Record extracts:
● ● ● ●

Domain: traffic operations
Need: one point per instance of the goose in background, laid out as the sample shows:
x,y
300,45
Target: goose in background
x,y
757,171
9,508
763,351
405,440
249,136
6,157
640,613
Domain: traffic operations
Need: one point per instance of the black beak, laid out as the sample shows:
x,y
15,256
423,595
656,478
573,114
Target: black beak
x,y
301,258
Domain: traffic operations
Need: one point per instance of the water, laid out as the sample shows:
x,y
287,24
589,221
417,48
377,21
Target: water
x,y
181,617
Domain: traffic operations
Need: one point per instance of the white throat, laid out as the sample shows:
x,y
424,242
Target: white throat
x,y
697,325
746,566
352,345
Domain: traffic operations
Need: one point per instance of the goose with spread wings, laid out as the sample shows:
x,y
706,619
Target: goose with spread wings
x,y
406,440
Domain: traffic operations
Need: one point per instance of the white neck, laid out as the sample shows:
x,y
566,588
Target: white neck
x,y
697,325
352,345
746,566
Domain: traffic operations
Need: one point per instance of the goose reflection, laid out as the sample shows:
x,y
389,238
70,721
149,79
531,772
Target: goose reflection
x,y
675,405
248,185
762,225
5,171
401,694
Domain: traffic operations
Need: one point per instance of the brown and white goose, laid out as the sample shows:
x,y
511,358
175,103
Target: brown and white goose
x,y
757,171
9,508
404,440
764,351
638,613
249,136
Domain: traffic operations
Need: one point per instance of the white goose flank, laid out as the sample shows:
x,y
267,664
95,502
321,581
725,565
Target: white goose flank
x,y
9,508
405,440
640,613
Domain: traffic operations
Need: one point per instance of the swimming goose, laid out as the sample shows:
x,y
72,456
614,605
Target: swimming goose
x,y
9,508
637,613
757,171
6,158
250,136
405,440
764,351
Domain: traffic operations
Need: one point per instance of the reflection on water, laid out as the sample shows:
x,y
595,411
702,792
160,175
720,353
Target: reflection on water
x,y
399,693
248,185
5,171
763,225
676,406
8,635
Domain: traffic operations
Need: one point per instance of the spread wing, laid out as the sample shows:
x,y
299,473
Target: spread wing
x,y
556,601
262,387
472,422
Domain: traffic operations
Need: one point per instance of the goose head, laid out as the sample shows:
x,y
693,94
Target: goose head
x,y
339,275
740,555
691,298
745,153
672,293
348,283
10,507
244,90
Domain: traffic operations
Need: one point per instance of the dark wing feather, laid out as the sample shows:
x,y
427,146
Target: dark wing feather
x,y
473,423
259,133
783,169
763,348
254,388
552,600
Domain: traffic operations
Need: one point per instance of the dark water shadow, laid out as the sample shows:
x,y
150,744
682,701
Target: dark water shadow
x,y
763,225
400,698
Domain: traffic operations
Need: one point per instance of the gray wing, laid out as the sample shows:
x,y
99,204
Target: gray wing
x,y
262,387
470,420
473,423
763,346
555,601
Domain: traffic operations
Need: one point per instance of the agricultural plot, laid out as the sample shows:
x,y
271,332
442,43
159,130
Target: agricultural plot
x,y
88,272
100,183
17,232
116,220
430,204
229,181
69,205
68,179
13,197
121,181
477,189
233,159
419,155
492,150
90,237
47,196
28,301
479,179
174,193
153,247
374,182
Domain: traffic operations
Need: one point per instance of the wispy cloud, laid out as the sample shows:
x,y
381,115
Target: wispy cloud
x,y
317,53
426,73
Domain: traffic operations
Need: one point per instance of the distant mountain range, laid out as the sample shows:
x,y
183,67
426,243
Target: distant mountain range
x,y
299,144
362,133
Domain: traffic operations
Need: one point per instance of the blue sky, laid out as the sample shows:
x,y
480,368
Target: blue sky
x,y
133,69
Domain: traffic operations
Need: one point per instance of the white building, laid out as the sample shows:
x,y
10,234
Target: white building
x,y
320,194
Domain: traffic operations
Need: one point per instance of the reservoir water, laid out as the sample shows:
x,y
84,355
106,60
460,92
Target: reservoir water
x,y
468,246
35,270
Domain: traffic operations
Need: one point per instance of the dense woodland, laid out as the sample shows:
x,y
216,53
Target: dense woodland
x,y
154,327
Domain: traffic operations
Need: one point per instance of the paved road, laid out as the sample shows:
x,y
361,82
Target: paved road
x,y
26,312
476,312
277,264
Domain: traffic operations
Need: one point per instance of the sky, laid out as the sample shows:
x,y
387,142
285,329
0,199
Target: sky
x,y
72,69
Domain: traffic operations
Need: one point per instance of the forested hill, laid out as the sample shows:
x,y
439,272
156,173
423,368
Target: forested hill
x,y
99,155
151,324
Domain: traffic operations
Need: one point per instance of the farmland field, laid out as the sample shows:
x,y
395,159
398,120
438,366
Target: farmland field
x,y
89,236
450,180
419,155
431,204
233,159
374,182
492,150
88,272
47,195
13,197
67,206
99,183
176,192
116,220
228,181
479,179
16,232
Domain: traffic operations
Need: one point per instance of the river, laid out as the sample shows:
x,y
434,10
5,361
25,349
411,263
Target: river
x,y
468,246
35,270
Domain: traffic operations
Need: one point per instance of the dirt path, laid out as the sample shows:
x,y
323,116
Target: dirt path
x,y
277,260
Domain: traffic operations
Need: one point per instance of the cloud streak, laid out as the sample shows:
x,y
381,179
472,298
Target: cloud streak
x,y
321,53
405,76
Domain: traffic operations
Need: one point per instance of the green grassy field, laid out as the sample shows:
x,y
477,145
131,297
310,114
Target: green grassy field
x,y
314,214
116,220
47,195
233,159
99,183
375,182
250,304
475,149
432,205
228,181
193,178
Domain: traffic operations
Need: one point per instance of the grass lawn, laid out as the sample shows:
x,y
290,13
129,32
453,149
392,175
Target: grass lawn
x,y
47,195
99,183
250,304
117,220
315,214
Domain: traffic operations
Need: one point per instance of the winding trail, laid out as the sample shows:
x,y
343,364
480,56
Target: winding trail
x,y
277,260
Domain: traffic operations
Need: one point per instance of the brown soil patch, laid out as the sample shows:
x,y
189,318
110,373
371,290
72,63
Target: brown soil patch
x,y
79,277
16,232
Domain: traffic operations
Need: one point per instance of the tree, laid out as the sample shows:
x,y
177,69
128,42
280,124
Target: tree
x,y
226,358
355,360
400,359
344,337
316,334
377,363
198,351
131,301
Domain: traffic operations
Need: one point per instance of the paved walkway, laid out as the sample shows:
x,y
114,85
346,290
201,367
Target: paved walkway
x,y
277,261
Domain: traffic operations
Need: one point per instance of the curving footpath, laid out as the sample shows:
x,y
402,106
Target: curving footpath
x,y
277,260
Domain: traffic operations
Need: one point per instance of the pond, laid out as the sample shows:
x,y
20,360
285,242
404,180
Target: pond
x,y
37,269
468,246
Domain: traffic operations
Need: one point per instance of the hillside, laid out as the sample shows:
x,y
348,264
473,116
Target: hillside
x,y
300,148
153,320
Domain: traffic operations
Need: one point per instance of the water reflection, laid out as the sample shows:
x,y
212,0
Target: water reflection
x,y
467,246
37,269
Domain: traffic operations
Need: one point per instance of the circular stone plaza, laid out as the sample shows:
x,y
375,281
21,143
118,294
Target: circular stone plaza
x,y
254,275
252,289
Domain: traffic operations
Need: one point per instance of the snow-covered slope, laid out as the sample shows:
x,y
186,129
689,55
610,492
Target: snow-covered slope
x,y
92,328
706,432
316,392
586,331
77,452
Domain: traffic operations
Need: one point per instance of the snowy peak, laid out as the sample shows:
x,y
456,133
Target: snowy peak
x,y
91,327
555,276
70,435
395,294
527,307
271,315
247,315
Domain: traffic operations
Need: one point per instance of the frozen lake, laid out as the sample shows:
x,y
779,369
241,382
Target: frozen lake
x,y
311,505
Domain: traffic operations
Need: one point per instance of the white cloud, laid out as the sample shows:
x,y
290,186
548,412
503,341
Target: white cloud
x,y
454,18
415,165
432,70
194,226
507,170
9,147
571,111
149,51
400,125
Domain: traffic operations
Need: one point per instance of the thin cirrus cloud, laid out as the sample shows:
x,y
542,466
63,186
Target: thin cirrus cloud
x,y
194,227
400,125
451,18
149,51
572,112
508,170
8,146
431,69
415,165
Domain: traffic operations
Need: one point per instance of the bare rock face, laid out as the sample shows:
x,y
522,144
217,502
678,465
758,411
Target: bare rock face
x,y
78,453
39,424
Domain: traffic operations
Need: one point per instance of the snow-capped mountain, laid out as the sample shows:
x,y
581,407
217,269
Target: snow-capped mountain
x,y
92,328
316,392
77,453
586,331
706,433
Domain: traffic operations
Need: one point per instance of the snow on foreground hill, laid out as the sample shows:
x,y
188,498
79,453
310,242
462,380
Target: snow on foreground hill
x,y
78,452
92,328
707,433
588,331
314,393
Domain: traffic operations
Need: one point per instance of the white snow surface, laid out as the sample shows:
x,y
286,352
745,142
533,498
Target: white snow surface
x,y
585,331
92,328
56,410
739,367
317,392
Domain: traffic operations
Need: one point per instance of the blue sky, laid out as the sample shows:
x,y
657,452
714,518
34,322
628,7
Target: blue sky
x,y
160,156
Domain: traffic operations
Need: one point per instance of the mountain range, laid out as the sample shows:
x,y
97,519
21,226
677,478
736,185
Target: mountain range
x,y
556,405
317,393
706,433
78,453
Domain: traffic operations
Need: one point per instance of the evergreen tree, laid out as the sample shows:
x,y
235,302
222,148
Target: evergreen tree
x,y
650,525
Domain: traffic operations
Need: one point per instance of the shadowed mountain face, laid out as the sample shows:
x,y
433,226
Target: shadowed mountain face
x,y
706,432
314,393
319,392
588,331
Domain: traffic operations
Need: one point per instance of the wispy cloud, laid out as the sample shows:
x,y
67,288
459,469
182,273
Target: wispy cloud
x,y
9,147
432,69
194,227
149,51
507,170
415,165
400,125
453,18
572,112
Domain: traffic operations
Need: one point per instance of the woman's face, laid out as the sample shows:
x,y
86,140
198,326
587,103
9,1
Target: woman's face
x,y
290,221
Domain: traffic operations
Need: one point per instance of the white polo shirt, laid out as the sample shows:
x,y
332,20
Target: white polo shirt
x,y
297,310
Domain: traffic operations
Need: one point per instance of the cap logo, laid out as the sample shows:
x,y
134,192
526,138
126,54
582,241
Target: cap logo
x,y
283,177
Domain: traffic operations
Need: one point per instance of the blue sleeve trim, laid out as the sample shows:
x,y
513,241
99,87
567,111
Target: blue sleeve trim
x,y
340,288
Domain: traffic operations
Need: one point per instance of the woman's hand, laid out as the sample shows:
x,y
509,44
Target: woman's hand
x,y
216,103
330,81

● ● ● ●

How many lines in the rows above contain the word "forested"? Reply with the number only.

2